Arrange every line of the records below into a Markdown table with the columns No. and Line, numbering the rows and skipping blank lines. Leave the pictures out.

* * * *

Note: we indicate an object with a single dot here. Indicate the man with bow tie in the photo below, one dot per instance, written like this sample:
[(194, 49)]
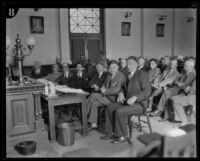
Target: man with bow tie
[(132, 100), (80, 78), (98, 78), (108, 93), (66, 77)]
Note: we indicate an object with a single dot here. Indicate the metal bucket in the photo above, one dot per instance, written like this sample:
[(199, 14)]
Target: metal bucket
[(66, 133)]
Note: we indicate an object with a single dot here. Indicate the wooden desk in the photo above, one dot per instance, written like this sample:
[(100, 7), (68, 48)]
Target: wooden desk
[(64, 99), (23, 115)]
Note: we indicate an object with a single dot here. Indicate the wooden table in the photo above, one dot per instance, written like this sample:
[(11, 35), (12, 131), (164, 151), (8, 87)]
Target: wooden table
[(64, 99)]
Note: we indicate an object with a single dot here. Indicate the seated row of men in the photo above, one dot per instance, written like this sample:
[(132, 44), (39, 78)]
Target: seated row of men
[(130, 89)]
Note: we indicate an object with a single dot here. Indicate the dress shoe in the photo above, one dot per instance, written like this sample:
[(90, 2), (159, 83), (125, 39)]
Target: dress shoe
[(156, 113), (92, 128), (119, 140), (164, 119), (107, 137)]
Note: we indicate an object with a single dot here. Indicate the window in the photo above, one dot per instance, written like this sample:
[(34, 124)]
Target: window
[(85, 20)]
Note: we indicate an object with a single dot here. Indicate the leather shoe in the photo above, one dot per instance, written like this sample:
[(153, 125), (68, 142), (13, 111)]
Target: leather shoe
[(163, 120), (156, 113), (91, 128), (107, 137), (119, 140)]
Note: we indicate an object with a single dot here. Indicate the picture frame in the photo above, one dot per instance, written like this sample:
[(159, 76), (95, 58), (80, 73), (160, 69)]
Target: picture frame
[(126, 29), (37, 24), (160, 30)]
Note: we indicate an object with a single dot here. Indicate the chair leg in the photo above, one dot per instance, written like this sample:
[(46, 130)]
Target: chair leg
[(149, 124), (130, 127), (140, 127)]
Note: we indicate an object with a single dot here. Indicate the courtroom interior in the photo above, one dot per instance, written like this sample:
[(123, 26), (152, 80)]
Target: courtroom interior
[(101, 82)]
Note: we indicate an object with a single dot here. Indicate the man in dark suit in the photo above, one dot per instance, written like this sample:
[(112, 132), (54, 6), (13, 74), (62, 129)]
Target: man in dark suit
[(124, 68), (181, 87), (37, 71), (98, 78), (108, 93), (66, 77), (80, 78), (131, 101)]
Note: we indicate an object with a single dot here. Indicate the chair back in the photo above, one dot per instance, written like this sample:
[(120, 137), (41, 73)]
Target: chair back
[(180, 146)]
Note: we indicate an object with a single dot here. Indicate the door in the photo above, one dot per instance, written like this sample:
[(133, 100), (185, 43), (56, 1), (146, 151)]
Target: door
[(86, 32), (93, 47)]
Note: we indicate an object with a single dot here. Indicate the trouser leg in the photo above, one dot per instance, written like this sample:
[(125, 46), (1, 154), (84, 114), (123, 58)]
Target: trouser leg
[(109, 125), (121, 115)]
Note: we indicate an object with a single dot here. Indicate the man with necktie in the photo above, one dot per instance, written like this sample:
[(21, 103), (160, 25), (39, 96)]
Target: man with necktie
[(66, 77), (108, 93), (169, 76), (132, 100), (180, 87), (98, 78)]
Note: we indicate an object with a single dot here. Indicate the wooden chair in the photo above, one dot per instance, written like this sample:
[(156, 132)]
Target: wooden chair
[(130, 122), (181, 146)]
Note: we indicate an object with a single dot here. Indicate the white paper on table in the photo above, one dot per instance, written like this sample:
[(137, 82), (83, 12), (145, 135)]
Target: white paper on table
[(66, 89)]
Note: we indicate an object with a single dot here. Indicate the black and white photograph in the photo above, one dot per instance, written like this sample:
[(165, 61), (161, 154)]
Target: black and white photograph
[(100, 82)]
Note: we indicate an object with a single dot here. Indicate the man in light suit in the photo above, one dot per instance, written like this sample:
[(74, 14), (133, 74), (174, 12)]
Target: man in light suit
[(185, 86), (168, 77), (188, 97), (133, 100), (108, 93)]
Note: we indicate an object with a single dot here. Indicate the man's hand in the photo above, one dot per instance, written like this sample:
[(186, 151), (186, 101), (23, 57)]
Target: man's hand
[(96, 87), (131, 100), (120, 98), (179, 84), (187, 89), (103, 90)]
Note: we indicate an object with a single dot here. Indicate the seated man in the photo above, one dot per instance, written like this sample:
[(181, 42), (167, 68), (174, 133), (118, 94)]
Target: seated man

* * * *

Answer to the exercise
| No. | Line |
|---|---|
| 1 | Note: we indicate an object with a single dot here. Indicate the man with bow tie in the photo below, one dot per instance, written like this sample: |
| 2 | [(194, 49)] |
| 3 | Target: man with bow tie |
| 4 | [(132, 100), (80, 78), (98, 78), (108, 93), (66, 77)] |
| 5 | Note: we indicate an object with a single dot here. Indicate the metal bucket in the photo above, one dot per instance, written like this sample: |
| 6 | [(199, 14)] |
| 7 | Target: metal bucket |
| 8 | [(66, 133)] |
| 9 | Note: we indicate an object with a single dot here. Indicate the wooden desk in the photo above, one dot per instance, written like this sample: |
| 10 | [(100, 7), (68, 48)] |
| 11 | Target: wooden desk |
| 12 | [(64, 99), (23, 115)] |
| 13 | Note: we indicate an object with a single dot here. Indicate the wooden table in the photo above, one dot per instance, written like this sample: |
| 14 | [(11, 35), (12, 131), (164, 151), (8, 87)] |
| 15 | Target: wooden table |
| 16 | [(64, 99)] |
| 17 | Note: we indicate an object with a single dot here. Indicate the seated row of men in the photo above, one dot per instance, written like this sample: |
| 18 | [(132, 44), (39, 78)] |
| 19 | Target: seated row of men |
| 20 | [(130, 89)] |
| 21 | Note: we indicate an object with a single dot here. Indicate the dress shoe in the photo above, one dot per instance, written like this sample: |
| 22 | [(90, 2), (159, 83), (125, 39)] |
| 23 | Target: dress shoe |
| 24 | [(156, 113), (92, 128), (119, 140), (164, 119), (107, 137)] |
| 25 | Note: we indicate an object with a single dot here. Indicate the window in the photo above, one dot per instance, written like this sample: |
| 26 | [(34, 124)] |
| 27 | Target: window |
| 28 | [(85, 20)] |
| 29 | Note: we indicate an object with a single dot here. Indicate the leather shoe in the photo above, one dot per instance, written like this sample: |
| 30 | [(153, 125), (68, 142), (13, 111)] |
| 31 | Target: leather shoe |
| 32 | [(163, 120), (156, 113), (91, 128), (107, 137), (119, 140)] |
| 33 | Note: we indicate an object with a single dot here. Indicate the picture frame in the photo above, one dot per instance, written like this sample: |
| 34 | [(159, 76), (95, 58), (80, 73), (160, 69)] |
| 35 | Target: picture frame |
| 36 | [(126, 29), (37, 24), (160, 30)] |
| 37 | Note: we indicate an object with a single dot here. Indicate the chair leg in the photo above, one dot per instance, written like this sample: |
| 38 | [(46, 130)] |
| 39 | Target: chair leg |
| 40 | [(149, 124), (130, 127), (140, 127)] |
| 41 | Note: we indicate an object with a single dot here. Indicate the courtroom interior in the photo above, one dot per instance, written like this sample: |
| 42 | [(123, 26), (152, 80)] |
| 43 | Target: courtroom interior |
| 44 | [(101, 82)] |
| 45 | Note: we indicate an object with a single dot here. Indicate the man in dark suit in the photo above, one dot per instance, written like this sample: |
| 46 | [(112, 132), (54, 6), (13, 74), (62, 129)] |
| 47 | Target: man in dark suit |
| 48 | [(124, 68), (181, 87), (37, 71), (98, 78), (108, 93), (66, 77), (80, 78), (131, 101)] |
| 49 | Note: we indicate an object with a single dot here. Indicate the chair back in the photo above, one dot per instance, written like this sample: |
| 50 | [(120, 137), (41, 73)] |
| 51 | Target: chair back |
| 52 | [(180, 146)] |
| 53 | Note: we indicate an object with a single dot here. Indicate the door in the photo above, one dot per instance, written like this sample: |
| 54 | [(133, 100), (185, 43), (56, 1), (146, 151)] |
| 55 | Target: door |
| 56 | [(86, 32), (93, 47)] |
| 57 | Note: we indicate an object with a single dot here. Indicate the trouser leg in the photo above, one dot per instance, written like this sample: |
| 58 | [(125, 46), (1, 154), (84, 114), (123, 58)] |
| 59 | Target: trouser leg |
| 60 | [(109, 125), (121, 115)] |
| 61 | Note: we indicate an object with a single dot here. Indicate the man with necktie in the photo above, one dot per instance, written like this sample: |
| 62 | [(21, 103), (160, 25), (39, 96)] |
| 63 | Target: man with necktie |
| 64 | [(66, 77), (108, 93), (169, 76), (132, 100), (180, 87), (98, 78)] |
| 65 | Note: we indicate an object with a single dot here. Indicate the wooden chair in the photo above, one dot per instance, written like this sample: |
| 66 | [(156, 132)] |
| 67 | Target: wooden chair |
| 68 | [(130, 122), (181, 146)] |
| 69 | Note: we indicate an object with a single dot here. Indicate the white paper on table in the photo above, one dot per instance, written like this sample: |
| 70 | [(137, 82), (83, 12), (145, 135)] |
| 71 | Target: white paper on table |
| 72 | [(66, 89)] |
| 73 | Note: we indicate an object with a single dot here. Indicate the black and white photograph in the photo above, one dot per instance, written like this sample: |
| 74 | [(165, 61), (161, 154)] |
| 75 | Target: black and white photograph |
| 76 | [(100, 82)] |
| 77 | Note: we indicate an object with a single dot here. Indicate the man in light suit in the photo above, one dot per instance, written like this sample: |
| 78 | [(74, 14), (133, 74), (174, 12)] |
| 79 | Target: man in light suit |
| 80 | [(185, 86), (168, 77), (188, 97), (133, 100), (108, 93)] |
| 81 | Note: we indicate an object with a single dot here. Indicate the man's hand in the photo above, one dot per instance, written like this sample: |
| 82 | [(186, 151), (186, 101), (23, 57)] |
| 83 | Target: man's hand |
| 84 | [(96, 87), (131, 100), (120, 98), (179, 84), (187, 89), (103, 90)] |
| 85 | Note: we indicate an object with a single dot here. Indicate the seated man in the photo above, one dot per instance, written like this sample: |
| 86 | [(181, 42), (167, 68), (174, 133), (118, 94)] |
| 87 | Target: seated man |